Repeat each entry word for word.

▶ GIVEN DATA:

========================

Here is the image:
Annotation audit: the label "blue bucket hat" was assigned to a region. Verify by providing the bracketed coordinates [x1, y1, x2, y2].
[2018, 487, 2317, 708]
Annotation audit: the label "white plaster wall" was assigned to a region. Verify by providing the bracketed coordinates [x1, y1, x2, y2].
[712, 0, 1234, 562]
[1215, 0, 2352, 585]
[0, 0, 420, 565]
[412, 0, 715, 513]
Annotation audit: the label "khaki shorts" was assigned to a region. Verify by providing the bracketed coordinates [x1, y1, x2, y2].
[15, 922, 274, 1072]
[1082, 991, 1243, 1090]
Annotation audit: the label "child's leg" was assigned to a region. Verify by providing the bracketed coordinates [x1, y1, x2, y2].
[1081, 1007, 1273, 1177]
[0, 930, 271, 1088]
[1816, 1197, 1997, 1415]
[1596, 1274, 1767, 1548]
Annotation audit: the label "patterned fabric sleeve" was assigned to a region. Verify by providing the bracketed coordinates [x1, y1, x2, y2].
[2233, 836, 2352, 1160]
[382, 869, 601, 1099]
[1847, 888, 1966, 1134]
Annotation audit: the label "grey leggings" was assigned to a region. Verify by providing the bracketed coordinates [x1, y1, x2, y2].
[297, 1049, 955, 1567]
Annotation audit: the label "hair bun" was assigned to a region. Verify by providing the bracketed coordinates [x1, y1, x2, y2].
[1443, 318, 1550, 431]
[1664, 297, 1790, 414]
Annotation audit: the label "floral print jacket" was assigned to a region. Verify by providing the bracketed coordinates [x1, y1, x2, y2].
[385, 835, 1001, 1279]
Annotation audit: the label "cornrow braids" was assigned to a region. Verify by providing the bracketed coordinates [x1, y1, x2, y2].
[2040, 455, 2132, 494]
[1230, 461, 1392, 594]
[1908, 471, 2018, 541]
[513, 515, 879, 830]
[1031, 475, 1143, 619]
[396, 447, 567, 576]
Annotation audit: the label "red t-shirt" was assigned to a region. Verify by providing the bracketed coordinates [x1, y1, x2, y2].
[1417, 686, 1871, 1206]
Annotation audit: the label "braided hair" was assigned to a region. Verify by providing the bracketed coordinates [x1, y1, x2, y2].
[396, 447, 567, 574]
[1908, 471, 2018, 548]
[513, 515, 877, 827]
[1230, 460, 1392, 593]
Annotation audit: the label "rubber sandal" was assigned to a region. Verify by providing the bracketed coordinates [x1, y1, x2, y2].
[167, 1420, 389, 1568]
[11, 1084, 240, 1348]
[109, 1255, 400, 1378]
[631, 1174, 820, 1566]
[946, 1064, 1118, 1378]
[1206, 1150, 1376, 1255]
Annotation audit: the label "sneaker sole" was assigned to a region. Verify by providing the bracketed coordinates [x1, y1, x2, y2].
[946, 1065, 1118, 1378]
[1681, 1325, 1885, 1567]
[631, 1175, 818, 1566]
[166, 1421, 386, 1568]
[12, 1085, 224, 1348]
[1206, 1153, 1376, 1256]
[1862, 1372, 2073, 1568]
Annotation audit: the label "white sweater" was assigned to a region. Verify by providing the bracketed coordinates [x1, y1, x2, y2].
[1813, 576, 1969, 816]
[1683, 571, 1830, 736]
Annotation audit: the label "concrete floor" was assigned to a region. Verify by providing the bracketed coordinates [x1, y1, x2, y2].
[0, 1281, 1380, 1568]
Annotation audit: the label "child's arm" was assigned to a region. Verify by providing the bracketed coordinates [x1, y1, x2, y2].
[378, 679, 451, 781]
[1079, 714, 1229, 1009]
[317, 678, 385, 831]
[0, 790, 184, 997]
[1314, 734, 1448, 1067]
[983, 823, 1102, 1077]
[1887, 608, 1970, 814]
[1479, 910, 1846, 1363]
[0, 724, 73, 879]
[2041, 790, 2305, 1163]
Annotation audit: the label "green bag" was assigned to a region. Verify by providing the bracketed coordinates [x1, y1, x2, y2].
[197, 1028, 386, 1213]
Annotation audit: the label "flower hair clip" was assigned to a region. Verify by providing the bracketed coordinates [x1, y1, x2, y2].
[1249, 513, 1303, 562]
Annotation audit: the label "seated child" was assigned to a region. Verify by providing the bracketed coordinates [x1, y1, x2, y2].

========================

▶ RESULT FOR THIS TASK:
Here is the image:
Annotation audit: the label "blue bucket hat" was assigned to a region. Verify by providing the bracketed coordinates [x1, y1, x2, y2].
[2018, 487, 2317, 708]
Annotation audit: the label "white plaster wall" was assigned to a region. Verify by providing the bracketed coordinates [x1, y1, x2, y2].
[712, 0, 1234, 562]
[1215, 0, 2352, 585]
[0, 0, 420, 565]
[412, 0, 715, 513]
Annotation audit: the label "khaki shorts" was assigned to a region. Verify by providing the bracketed coordinates [x1, y1, x2, y2].
[15, 922, 274, 1072]
[1082, 991, 1243, 1090]
Annotation audit: the label "child's leg" was assigned to a region. Verify by providing the bracketed coordinates [x1, y1, x2, y2].
[1081, 1007, 1273, 1177]
[0, 930, 271, 1088]
[1816, 1197, 1997, 1415]
[1596, 1274, 1767, 1548]
Annotation audit: the label "patterned fabric sleeve" was assigned to a region. Verify by providing the bracketed coordinates [x1, y1, x2, y2].
[2233, 836, 2352, 1160]
[382, 869, 601, 1099]
[1847, 888, 1966, 1134]
Annotation audit: the label "grey leggings" was assigned to a region. Verify by providing the bracketed coordinates [x1, y1, x2, y2].
[297, 1049, 955, 1567]
Annotation audit: the label "hair bun" was assigned to a region. Verify by providing the bracketed coordinates [x1, y1, x2, y2].
[1443, 318, 1550, 431]
[1664, 297, 1790, 414]
Annotation audit: the label "floral print jacket" was assigned to a region. Verify by providing the bracketed coordinates [x1, y1, x2, y2].
[385, 835, 1001, 1279]
Annotation audit: the label "cornrow braids" was assigned to a region. Verify by providing the bracketed coordinates [x1, y1, x2, y2].
[2040, 455, 2132, 494]
[1230, 461, 1392, 594]
[1908, 471, 2018, 541]
[513, 515, 879, 830]
[1031, 475, 1143, 619]
[396, 447, 567, 576]
Annotation audit: the label "red t-shirt" was assigned to a region. Verify by providing the bracketed coordinates [x1, y1, x2, y2].
[1417, 686, 1871, 1206]
Annotation audit: the label "braided hair" was assigned to a region. Verify by providing the bracketed coordinates [x1, y1, x2, y2].
[396, 447, 567, 574]
[1908, 471, 2018, 548]
[513, 515, 877, 827]
[1230, 460, 1392, 593]
Annotation audit: the label "rubber sandal" was assigned to a region. Verify by providing the bracketed coordinates [x1, y1, x2, y2].
[167, 1420, 389, 1568]
[11, 1084, 240, 1348]
[109, 1255, 400, 1378]
[631, 1174, 820, 1566]
[946, 1064, 1118, 1378]
[1206, 1150, 1376, 1255]
Annotation audit: the label "sneaker sole" was assigned to a region. Verify by providing the bracketed coordinates [x1, y1, x2, y2].
[946, 1065, 1118, 1378]
[1681, 1325, 1885, 1567]
[631, 1175, 818, 1566]
[166, 1421, 386, 1568]
[12, 1085, 224, 1348]
[1206, 1153, 1376, 1256]
[1862, 1372, 2073, 1568]
Annotation audit: the label "white sweater" was assigned to a region. Verify by providing the bracketed coordinates [x1, y1, x2, y2].
[1813, 576, 1969, 816]
[1683, 571, 1830, 736]
Annotation audit: the label "concrete floor" was assigned to a region. Verify by providing the bracketed coordinates [x1, y1, x2, y2].
[0, 1281, 1380, 1568]
Annotation audit: the label "child's arm" was assigned to a region. Verify by providing the bracketed coordinates [x1, y1, x2, y2].
[378, 679, 451, 781]
[1079, 714, 1229, 1009]
[317, 678, 385, 831]
[0, 790, 184, 997]
[1314, 734, 1448, 1067]
[983, 823, 1102, 1077]
[1887, 608, 1970, 814]
[1479, 910, 1846, 1363]
[0, 724, 73, 879]
[2041, 790, 2305, 1163]
Annotation audit: the label "green bag" was assigned to a region. Verify by providing the bracketed coordinates [x1, y1, x2, y2].
[197, 1028, 386, 1213]
Annotation audit: the label "flower hair clip" was assigned to a region. Verify by providing the bracketed coordinates [x1, y1, x2, y2].
[1249, 513, 1303, 562]
Annotation audit: the label "seated child" was assigned to a region. Verify by providing the bracketed coordinates [x1, y1, x2, y2].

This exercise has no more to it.